## BRIEF
Locate the line that contains "Task: put a point on every instance of the distant". Print it and every subsequent line through the final line of the records, exactly and only those.
════════════════
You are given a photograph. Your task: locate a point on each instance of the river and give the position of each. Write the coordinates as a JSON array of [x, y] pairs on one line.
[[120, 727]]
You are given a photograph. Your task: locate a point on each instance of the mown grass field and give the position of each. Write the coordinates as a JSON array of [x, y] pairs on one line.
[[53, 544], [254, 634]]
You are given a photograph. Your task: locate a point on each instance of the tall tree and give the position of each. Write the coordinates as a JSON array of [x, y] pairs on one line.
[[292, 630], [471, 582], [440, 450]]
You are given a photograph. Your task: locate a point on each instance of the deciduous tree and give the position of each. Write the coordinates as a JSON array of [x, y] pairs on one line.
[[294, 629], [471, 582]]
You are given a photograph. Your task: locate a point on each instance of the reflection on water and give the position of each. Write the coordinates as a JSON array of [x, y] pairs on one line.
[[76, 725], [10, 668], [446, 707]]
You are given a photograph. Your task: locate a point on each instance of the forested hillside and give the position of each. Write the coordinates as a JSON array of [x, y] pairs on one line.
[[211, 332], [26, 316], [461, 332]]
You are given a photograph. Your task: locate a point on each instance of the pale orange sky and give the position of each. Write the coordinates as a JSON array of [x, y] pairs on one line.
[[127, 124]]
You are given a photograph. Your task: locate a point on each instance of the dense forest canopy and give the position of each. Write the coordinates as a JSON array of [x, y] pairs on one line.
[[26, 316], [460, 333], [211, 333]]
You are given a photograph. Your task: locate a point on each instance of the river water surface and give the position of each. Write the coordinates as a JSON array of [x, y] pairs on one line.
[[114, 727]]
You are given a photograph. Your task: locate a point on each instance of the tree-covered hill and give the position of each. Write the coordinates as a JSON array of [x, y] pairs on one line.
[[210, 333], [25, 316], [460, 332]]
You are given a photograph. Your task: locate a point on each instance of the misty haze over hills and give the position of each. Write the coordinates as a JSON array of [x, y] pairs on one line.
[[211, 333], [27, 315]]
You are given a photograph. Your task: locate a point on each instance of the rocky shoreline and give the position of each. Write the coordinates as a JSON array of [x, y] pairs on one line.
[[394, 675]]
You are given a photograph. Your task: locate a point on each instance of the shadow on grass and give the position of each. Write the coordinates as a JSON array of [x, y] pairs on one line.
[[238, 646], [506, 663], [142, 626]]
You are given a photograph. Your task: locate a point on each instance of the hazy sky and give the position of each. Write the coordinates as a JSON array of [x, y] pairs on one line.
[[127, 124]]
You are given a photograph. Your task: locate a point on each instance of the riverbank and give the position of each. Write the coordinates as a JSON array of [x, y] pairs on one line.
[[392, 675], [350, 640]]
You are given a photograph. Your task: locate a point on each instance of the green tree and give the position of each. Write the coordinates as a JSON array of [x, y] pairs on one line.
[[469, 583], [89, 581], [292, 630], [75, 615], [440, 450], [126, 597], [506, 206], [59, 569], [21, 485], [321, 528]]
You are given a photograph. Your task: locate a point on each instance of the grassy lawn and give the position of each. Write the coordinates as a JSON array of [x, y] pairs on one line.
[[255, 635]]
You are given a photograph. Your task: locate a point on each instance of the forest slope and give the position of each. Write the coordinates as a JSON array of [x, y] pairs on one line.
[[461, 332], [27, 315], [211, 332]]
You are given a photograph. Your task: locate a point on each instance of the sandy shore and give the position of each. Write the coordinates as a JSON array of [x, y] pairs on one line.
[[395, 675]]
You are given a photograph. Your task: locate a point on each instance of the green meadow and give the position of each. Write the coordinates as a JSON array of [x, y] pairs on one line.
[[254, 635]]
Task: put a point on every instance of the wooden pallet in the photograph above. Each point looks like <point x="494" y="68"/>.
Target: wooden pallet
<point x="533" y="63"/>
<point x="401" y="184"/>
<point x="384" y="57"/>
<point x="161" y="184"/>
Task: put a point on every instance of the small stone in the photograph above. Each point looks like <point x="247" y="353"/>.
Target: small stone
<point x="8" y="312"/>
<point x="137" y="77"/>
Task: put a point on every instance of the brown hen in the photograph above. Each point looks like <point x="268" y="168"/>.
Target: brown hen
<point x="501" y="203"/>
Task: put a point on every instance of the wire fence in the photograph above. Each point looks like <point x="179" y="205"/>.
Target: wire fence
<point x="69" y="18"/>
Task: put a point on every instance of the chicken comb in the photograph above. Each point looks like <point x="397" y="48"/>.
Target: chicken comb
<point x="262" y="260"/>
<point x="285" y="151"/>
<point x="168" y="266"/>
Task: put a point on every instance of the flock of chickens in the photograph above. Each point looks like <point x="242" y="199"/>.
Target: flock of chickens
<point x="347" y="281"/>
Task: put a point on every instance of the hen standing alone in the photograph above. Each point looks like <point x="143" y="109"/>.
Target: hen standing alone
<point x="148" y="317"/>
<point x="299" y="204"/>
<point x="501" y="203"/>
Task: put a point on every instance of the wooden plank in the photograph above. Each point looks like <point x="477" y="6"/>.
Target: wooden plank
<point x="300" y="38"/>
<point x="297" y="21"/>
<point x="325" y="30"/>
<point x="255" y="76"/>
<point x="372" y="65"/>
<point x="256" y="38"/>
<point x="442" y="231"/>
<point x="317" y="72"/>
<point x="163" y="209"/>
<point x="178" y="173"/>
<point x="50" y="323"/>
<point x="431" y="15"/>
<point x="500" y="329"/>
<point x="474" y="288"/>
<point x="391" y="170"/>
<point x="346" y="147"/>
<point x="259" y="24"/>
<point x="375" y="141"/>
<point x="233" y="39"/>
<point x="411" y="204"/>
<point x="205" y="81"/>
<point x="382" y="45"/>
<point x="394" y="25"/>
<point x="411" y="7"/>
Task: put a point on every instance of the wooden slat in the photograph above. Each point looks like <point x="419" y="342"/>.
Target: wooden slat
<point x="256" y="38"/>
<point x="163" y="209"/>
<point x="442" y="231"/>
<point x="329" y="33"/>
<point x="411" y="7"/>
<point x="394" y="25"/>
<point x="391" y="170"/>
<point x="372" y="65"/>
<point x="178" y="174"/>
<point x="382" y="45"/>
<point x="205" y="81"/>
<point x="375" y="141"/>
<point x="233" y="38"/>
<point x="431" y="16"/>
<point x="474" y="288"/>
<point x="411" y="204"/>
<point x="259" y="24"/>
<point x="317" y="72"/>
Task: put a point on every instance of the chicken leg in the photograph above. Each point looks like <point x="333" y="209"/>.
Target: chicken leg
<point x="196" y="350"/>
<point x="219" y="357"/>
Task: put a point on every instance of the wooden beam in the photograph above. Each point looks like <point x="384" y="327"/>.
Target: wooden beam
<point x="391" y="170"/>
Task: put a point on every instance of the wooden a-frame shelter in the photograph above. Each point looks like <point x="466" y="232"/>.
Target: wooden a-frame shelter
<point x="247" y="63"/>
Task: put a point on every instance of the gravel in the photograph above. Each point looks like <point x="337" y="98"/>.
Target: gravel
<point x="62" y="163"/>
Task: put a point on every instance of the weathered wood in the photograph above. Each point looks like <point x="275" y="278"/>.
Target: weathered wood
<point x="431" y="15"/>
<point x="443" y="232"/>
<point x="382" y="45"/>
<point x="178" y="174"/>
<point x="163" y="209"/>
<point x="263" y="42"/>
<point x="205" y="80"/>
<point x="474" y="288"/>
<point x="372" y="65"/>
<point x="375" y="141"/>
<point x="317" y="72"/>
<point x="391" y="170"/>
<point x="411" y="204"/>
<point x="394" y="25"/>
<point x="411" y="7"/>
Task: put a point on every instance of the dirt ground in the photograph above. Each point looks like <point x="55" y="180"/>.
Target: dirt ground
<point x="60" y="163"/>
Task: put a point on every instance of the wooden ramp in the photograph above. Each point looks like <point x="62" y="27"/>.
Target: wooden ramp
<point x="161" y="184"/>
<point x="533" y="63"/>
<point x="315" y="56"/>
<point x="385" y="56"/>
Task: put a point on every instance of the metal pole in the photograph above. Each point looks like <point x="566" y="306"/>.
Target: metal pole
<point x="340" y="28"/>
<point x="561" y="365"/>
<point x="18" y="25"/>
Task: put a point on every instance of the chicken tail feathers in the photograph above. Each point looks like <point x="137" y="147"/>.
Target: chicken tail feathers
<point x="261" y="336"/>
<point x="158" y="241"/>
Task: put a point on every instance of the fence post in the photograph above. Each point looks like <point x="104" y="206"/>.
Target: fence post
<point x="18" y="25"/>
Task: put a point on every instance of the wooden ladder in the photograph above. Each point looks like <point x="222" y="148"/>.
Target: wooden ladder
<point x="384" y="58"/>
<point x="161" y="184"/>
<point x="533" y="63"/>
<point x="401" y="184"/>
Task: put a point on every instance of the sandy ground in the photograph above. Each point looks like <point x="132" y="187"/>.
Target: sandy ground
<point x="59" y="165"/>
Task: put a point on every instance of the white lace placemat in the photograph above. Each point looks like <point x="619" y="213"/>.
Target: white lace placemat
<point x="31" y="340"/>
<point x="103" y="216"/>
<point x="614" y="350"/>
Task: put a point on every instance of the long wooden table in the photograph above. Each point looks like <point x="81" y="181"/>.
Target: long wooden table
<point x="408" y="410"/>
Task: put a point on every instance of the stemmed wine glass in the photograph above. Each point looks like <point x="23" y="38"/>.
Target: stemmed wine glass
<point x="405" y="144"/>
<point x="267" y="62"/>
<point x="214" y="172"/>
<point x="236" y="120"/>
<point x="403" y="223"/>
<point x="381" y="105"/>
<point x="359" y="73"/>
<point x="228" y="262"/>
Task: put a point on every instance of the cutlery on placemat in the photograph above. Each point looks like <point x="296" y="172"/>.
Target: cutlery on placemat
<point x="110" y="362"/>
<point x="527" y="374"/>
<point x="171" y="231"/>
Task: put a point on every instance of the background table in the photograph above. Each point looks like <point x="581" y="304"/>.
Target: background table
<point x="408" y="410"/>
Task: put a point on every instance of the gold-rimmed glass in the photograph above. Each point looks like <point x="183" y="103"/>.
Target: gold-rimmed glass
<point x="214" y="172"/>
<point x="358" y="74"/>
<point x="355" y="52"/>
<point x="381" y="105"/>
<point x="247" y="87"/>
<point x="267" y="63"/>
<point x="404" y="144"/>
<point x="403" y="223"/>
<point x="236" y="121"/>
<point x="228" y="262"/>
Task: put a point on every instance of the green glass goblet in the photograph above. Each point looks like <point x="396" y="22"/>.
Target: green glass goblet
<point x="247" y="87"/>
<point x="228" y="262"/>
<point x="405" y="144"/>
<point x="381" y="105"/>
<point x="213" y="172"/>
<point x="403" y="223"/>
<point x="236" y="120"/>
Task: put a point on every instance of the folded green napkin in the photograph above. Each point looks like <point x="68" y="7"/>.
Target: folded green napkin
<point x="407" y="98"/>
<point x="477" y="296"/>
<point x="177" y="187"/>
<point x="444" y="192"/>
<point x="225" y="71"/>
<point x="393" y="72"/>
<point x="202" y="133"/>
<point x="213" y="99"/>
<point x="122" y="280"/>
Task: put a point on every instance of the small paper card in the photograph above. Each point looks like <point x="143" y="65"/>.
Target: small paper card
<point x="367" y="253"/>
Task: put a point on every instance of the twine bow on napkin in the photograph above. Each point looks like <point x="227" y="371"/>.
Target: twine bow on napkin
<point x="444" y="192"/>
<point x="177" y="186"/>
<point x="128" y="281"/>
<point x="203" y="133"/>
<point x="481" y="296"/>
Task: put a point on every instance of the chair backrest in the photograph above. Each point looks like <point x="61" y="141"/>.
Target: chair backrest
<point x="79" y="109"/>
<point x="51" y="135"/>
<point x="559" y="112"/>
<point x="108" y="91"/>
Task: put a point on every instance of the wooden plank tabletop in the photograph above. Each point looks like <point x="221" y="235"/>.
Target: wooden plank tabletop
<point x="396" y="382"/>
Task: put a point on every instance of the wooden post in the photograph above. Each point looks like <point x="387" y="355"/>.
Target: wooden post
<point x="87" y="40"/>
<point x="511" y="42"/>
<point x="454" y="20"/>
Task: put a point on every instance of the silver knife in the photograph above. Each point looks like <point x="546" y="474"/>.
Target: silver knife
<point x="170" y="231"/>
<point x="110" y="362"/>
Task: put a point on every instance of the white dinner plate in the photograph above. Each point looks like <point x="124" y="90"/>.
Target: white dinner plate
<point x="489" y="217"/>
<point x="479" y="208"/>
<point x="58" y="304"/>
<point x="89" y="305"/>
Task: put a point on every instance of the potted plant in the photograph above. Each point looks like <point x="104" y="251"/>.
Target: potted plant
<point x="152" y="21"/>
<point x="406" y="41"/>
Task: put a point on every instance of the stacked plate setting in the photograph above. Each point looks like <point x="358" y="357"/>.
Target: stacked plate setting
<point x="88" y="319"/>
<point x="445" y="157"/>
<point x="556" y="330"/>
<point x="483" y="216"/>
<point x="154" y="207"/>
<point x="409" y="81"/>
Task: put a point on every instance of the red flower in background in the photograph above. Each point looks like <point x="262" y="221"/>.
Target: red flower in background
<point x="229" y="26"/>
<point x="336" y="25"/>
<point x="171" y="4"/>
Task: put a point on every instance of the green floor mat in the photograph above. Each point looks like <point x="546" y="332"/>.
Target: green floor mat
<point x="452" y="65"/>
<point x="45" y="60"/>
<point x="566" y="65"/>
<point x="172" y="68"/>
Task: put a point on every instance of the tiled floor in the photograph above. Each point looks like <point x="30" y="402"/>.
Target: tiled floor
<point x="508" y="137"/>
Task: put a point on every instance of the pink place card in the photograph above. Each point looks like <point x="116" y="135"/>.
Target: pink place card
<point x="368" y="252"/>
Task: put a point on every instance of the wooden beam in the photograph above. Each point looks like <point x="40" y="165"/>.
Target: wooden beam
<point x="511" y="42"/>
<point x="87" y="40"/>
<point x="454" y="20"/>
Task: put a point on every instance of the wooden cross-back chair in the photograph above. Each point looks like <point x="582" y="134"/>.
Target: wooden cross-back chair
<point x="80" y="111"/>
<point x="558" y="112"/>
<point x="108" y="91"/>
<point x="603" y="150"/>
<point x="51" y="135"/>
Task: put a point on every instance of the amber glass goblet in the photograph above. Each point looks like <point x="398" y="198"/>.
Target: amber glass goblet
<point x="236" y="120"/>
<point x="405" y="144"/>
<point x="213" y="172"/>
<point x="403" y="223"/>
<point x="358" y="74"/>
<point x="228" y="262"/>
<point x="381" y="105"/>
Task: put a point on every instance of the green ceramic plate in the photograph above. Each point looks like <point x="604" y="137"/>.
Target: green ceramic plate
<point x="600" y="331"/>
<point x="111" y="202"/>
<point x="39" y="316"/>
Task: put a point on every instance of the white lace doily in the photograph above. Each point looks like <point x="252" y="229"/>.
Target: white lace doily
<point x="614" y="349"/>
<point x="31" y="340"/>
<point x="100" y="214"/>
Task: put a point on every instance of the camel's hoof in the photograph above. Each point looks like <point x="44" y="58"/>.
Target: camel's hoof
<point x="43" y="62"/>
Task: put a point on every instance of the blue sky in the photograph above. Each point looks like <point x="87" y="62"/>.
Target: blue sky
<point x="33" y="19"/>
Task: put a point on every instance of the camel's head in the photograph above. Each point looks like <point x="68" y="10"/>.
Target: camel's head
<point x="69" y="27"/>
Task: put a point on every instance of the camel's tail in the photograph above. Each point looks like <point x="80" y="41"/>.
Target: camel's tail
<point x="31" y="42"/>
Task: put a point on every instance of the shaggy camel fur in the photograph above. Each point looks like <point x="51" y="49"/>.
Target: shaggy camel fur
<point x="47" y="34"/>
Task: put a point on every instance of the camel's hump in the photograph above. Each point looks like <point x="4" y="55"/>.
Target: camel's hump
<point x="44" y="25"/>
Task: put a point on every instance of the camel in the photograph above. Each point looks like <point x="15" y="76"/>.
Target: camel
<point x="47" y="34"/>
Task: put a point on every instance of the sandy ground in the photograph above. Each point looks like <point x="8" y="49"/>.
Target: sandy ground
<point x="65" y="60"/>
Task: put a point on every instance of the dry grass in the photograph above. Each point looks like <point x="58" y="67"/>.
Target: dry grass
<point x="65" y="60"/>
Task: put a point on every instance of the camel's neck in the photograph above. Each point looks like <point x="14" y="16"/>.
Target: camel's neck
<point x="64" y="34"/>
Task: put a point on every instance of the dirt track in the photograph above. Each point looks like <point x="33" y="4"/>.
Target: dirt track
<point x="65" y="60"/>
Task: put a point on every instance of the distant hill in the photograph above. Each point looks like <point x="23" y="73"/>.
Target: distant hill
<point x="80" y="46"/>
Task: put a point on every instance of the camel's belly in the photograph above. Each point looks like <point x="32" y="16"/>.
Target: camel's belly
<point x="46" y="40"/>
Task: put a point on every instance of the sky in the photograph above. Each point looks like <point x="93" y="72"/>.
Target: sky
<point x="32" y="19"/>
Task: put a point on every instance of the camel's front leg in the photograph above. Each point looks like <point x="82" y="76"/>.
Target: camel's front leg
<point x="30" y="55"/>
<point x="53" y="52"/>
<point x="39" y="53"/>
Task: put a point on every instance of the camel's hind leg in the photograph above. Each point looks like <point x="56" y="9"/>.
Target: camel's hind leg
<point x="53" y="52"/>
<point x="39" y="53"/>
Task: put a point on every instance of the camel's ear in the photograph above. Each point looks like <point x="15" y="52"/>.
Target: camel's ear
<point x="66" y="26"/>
════════════════
## ANSWER TO THE EXERCISE
Task: put a point on every instance of the distant hill in the photograph above. Each point looks like <point x="23" y="73"/>.
Target: distant hill
<point x="80" y="46"/>
Task: put a point on every instance of the camel's belly in the photograph above. Each point looks like <point x="32" y="16"/>.
Target: camel's belly
<point x="46" y="40"/>
Task: put a point on every instance of the sky in the photograph above. Each point looks like <point x="93" y="72"/>.
Target: sky
<point x="32" y="19"/>
Task: put a point on every instance of the camel's front leg in the photograph above. Each point looks like <point x="82" y="76"/>.
Target: camel's front leg
<point x="30" y="55"/>
<point x="53" y="52"/>
<point x="39" y="53"/>
Task: put a point on every instance of the camel's hind leg in the photograph above. Each point looks like <point x="56" y="9"/>.
Target: camel's hind leg
<point x="53" y="52"/>
<point x="39" y="53"/>
Task: put a point on every instance of the camel's ear in the photograph above. Each point looks like <point x="15" y="52"/>.
Target: camel's ear
<point x="66" y="26"/>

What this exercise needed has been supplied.